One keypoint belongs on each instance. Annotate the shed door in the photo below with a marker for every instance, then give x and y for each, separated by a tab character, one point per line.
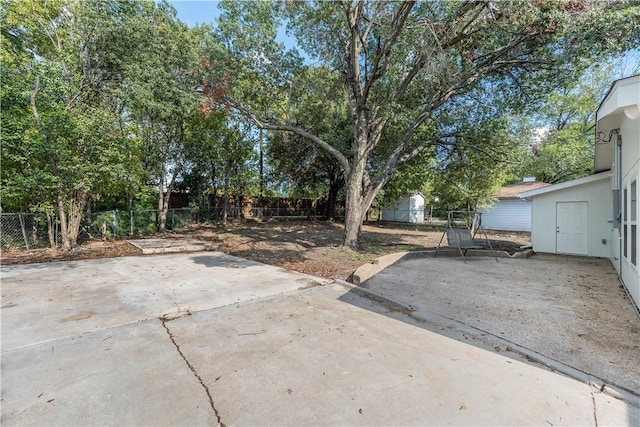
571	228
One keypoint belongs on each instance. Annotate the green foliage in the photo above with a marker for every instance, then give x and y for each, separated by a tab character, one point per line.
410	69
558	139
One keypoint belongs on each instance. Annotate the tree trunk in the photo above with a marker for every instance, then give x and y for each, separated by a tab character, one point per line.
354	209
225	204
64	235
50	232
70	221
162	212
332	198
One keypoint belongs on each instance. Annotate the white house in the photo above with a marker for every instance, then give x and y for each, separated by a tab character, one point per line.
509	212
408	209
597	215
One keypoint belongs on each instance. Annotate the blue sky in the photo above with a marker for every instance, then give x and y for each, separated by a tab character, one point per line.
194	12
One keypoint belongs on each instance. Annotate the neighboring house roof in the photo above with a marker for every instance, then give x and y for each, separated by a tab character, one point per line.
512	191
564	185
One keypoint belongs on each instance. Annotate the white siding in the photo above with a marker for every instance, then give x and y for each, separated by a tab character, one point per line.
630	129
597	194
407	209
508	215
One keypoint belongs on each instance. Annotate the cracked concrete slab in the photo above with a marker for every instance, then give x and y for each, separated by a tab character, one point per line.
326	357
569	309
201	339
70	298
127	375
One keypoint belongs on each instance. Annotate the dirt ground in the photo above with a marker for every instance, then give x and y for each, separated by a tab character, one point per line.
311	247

-----

▸ What is expected
Everything in the records above should be printed exactly, apart from the pictures.

▸ Task answer
One keypoint belongs on each instance. Annotate the shed door in the photo below with a marker for every instance, then give x and y for each, separated by a tab character, one point per line.
571	228
One keypoint belongs on each instance. Annotate the green foliage in the photo above with a marker for every instance, then give x and y for each, separated by a tab character, one point per line.
410	69
558	139
One keypoint belongs on each instance. Annotate the tree trunk in the photo above with a marker for every instance, then give x and y for each, separated by a tab character, one point per line.
354	209
225	204
64	235
50	232
70	221
162	212
332	198
One keypoint belongs on each instance. Annotate the white house in the photo above with a marker for every instance, then give x and y for each, separated by a tab character, one point per line.
509	212
408	209
597	215
One keypoint belongs on each instance. Annotate the blue sky in the photo above with a marker for every instance, then give x and y for each, separated by a tab character, one point per line.
194	12
One keypoint belongs on each instance. Annotate the neighboring house roof in the photo above with a marker for every instance, then give x and y for each, separated by a tab character, one point per line.
512	191
564	185
One keypoint belongs on each instance. Annotate the white siding in the photo above with a marker for every instance, then give x and y for each, separated by a tab character, one point per line.
630	129
597	194
407	209
508	215
One keypoint belongs on each instance. Annotate the cracked concrete slab in the photo above with a marker for every instance, then give x and y for each, separated by a tab character, one point per line.
326	357
569	309
201	339
70	298
127	375
One keypoint belongs on each instance. Annotate the dirt ground in the photo above with a marker for every instance, then give x and y for each, separated by a tab character, one point per line.
311	247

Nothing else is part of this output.